Count the lines in the items below that contain the string "hillside". Reply with the number alone.

[Dataset entries]
===============

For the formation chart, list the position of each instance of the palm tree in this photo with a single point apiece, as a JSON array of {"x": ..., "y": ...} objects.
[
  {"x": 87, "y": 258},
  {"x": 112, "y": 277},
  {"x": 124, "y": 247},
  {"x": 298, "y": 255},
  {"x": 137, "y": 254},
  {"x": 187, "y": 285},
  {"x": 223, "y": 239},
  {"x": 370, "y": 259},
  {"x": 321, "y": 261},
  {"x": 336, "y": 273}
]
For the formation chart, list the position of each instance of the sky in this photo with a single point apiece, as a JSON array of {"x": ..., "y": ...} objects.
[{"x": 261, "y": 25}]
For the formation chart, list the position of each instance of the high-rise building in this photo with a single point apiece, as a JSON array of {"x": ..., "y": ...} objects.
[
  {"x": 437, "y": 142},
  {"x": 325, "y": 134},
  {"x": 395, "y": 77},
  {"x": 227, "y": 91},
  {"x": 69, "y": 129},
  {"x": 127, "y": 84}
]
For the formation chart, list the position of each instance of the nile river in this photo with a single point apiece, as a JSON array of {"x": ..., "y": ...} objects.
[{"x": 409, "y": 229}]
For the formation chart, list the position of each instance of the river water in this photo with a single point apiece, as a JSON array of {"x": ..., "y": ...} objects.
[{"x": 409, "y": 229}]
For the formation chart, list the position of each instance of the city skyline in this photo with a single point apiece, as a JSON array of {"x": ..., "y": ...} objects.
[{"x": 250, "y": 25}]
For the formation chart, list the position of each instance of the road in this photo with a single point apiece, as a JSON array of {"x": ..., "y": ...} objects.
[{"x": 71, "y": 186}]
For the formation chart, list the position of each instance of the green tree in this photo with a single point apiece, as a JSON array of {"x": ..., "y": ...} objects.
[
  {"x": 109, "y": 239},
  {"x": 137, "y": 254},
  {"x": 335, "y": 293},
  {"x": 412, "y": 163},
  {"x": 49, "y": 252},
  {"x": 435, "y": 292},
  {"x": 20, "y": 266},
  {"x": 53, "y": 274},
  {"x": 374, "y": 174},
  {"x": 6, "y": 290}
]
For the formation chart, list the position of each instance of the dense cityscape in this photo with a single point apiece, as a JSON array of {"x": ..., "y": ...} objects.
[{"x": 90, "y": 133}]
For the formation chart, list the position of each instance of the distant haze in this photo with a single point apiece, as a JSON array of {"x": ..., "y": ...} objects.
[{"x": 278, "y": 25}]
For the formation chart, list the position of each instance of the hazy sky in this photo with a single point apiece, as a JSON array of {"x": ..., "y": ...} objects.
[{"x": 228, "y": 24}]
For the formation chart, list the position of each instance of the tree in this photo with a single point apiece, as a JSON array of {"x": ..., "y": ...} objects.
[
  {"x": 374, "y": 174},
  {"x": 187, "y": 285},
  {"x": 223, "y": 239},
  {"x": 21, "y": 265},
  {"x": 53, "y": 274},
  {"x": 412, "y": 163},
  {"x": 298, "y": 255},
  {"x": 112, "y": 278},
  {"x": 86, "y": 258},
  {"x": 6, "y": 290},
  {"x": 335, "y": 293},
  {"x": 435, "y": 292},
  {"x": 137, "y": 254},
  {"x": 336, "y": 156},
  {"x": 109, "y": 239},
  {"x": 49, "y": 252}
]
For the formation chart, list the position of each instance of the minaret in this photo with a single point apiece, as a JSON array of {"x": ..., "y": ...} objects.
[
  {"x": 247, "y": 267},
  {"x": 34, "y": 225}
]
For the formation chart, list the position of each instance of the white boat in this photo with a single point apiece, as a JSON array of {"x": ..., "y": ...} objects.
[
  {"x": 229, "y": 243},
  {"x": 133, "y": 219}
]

===============

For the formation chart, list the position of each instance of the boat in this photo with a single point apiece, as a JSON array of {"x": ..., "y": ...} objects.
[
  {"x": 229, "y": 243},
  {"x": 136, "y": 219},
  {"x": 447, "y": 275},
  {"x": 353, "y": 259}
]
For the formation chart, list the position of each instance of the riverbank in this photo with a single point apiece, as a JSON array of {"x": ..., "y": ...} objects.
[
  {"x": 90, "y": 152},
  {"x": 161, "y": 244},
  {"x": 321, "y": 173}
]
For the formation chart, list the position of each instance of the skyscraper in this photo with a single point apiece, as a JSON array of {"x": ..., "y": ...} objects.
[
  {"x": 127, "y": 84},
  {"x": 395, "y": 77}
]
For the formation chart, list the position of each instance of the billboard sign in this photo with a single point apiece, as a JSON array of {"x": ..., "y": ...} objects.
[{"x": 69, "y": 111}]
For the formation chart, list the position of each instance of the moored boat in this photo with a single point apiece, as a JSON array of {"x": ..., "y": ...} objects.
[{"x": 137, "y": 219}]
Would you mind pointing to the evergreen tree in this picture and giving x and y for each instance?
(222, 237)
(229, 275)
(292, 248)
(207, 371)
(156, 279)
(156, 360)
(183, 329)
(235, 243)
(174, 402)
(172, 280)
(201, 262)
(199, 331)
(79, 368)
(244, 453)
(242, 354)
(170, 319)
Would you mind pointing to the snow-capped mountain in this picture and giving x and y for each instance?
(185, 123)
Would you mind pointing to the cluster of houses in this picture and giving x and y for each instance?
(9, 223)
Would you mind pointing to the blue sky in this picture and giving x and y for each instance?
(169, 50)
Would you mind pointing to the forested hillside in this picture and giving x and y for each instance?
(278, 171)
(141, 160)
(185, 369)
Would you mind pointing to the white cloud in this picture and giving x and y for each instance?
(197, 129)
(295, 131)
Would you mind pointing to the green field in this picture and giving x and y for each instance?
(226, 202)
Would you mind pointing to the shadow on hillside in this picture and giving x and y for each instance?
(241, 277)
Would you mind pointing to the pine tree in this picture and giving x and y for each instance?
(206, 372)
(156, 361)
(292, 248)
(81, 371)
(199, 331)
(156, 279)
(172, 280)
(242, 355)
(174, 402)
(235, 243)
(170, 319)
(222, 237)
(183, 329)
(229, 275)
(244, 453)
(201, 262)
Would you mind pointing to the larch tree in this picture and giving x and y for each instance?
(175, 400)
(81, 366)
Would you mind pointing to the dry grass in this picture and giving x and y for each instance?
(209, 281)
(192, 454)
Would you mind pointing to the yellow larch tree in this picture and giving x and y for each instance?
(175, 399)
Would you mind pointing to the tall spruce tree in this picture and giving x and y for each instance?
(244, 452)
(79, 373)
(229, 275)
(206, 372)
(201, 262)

===============

[Exercise response] 2